## Aim
Please copy the novel review from "Early on, as" to "of the book.", changing "rugby" to "cricket".

The novel works well as an unlikely yet persuasive twentieth-century encounter and love affair, but it is Gould’s success in marrying the realistic dimension of the novel to its qualities as a romance; in creating a modern journey into the magic of a not-well-understood and uncontrollable intimacy and towards a late chivalric quest for self-knowledge – if not for the Grail itself – which is his chief triumph.
Early on, as the novel backtracks from a marshy Normandy to Alec’s earlier life, he seems something of a type; an intelligent, somewhat naïve, charming, laconic Australian at Cambridge, who adores the company of women, is good at rugby and athletics, and is studying English and History as an undergraduate. When eventually he is caught up in World War II, fighting for Britain rather than Australia, and volunteers for the Airborne ‘to escape the round of field and garrison ennui’, he learns, through parachute training, ‘an attitude of complete dispassion about the self ’. His continuing battle to reconcile the tendencies of his ‘foolish body’ with his burgeoning awareness of what he truly values is one of the intriguing elements of the book.

(Named-object pointing items)
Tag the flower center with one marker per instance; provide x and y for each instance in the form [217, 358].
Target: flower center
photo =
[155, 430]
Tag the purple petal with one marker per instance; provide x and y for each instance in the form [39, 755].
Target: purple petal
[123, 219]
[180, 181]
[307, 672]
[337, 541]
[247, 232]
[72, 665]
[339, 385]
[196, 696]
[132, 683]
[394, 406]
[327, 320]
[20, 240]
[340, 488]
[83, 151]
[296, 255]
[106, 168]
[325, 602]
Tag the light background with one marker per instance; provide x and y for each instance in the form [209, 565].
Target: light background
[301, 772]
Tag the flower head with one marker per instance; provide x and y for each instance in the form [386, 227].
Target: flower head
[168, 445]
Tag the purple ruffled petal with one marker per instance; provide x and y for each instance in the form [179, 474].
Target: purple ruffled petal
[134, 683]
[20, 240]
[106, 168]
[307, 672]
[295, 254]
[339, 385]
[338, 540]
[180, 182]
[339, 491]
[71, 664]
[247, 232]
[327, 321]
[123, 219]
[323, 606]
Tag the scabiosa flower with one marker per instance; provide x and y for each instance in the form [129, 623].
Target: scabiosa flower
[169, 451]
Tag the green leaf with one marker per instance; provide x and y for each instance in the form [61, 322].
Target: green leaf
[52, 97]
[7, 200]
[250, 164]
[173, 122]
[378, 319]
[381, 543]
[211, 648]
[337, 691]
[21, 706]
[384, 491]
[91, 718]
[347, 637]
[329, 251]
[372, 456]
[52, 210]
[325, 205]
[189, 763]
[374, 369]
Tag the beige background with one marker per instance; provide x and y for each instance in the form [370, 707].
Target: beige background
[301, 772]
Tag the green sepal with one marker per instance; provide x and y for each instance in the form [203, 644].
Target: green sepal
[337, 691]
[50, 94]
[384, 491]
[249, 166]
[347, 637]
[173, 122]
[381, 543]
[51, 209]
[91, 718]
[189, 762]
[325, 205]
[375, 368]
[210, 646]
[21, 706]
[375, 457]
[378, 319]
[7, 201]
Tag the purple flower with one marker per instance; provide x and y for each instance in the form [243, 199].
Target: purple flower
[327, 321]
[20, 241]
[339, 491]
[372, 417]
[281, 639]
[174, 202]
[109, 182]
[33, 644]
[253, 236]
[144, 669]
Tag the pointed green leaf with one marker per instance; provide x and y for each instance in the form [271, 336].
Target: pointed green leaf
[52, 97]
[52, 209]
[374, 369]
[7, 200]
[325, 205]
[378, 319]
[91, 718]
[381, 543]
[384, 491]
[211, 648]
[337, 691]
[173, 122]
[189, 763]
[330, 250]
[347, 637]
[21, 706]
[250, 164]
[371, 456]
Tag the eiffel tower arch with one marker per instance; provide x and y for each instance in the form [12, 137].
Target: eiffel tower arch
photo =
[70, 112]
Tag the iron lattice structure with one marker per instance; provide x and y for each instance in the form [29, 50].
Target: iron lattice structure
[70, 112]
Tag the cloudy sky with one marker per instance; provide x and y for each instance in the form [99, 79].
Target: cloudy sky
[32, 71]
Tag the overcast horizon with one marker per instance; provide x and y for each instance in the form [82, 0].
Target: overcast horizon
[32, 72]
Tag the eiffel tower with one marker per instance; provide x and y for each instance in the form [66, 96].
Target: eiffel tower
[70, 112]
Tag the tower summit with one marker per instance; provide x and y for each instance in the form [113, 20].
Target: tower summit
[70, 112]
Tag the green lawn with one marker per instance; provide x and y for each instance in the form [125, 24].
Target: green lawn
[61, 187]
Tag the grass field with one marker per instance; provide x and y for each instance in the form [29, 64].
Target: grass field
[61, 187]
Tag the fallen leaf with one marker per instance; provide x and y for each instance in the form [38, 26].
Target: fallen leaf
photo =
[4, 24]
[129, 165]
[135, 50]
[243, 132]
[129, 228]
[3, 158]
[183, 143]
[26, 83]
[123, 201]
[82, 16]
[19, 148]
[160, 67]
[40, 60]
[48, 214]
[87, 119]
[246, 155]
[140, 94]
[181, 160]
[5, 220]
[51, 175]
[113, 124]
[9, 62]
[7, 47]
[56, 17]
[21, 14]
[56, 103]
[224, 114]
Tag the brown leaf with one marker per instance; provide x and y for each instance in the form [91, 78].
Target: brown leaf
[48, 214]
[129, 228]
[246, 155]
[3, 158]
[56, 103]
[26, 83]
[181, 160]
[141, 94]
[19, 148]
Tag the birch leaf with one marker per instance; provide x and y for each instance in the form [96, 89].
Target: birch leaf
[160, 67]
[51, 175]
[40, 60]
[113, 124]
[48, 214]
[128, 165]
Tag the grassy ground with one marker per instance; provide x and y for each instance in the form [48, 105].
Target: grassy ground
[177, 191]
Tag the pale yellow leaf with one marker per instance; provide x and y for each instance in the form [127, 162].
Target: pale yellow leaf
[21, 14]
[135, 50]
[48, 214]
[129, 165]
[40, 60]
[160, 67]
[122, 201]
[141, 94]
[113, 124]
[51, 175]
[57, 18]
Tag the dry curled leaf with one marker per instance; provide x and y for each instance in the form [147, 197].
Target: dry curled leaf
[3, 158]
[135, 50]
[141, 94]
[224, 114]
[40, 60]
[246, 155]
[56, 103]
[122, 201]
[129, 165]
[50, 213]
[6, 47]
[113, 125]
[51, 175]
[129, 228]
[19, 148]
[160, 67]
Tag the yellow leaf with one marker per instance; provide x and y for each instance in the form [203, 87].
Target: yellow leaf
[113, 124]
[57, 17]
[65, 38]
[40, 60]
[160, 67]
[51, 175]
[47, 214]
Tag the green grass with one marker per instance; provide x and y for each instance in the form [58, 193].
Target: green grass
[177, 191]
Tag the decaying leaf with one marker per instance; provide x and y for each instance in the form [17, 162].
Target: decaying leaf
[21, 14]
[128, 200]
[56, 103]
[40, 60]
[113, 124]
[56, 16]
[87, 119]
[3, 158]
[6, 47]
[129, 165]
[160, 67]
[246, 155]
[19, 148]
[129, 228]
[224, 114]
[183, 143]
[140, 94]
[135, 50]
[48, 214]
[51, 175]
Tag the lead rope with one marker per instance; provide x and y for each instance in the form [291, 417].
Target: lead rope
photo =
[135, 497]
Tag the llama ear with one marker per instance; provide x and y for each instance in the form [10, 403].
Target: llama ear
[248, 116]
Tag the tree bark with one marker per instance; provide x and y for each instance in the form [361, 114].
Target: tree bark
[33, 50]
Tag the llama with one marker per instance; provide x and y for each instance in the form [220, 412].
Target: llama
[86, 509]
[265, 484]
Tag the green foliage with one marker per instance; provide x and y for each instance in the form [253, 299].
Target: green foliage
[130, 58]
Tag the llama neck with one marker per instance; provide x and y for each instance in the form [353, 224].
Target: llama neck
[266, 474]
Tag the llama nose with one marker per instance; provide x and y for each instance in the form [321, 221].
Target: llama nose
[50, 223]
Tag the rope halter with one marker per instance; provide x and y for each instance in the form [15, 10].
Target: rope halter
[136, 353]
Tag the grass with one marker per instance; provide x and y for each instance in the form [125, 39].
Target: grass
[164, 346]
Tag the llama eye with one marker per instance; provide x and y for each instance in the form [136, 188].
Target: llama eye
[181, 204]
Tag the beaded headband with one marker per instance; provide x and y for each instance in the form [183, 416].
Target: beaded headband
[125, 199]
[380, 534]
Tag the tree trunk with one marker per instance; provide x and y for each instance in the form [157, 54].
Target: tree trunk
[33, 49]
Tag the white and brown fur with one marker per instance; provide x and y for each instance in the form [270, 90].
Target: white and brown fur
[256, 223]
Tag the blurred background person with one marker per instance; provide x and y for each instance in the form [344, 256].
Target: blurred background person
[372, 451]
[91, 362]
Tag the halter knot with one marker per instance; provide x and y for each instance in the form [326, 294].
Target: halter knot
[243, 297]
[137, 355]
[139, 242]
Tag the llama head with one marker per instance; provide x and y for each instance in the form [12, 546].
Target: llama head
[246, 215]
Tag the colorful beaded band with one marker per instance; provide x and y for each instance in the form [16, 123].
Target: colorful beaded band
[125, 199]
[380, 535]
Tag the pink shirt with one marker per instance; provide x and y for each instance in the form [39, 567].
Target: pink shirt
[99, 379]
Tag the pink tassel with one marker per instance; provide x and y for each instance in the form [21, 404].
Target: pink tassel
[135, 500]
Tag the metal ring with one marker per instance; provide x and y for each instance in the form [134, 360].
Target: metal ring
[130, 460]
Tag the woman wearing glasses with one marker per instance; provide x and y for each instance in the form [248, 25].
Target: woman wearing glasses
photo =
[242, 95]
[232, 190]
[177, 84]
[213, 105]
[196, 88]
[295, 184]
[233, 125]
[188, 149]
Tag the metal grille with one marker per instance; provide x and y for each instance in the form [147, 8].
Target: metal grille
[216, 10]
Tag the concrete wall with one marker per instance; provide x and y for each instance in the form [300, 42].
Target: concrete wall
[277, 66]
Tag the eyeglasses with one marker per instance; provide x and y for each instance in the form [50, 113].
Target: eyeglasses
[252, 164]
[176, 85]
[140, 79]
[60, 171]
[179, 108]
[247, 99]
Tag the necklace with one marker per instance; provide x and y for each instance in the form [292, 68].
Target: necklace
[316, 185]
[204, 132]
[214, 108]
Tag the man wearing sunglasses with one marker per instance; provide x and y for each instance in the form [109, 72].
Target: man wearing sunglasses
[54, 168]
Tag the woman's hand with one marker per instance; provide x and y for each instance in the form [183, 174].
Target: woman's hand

## Exercise output
Early on, as the novel backtracks from a marshy Normandy to Alec’s earlier life, he seems something of a type; an intelligent, somewhat naïve, charming, laconic Australian at Cambridge, who adores the company of women, is good at cricket and athletics, and is studying English and History as an undergraduate. When eventually he is caught up in World War II, fighting for Britain rather than Australia, and volunteers for the Airborne ‘to escape the round of field and garrison ennui’, he learns, through parachute training, ‘an attitude of complete dispassion about the self ’. His continuing battle to reconcile the tendencies of his ‘foolish body’ with his burgeoning awareness of what he truly values is one of the intriguing elements of the book.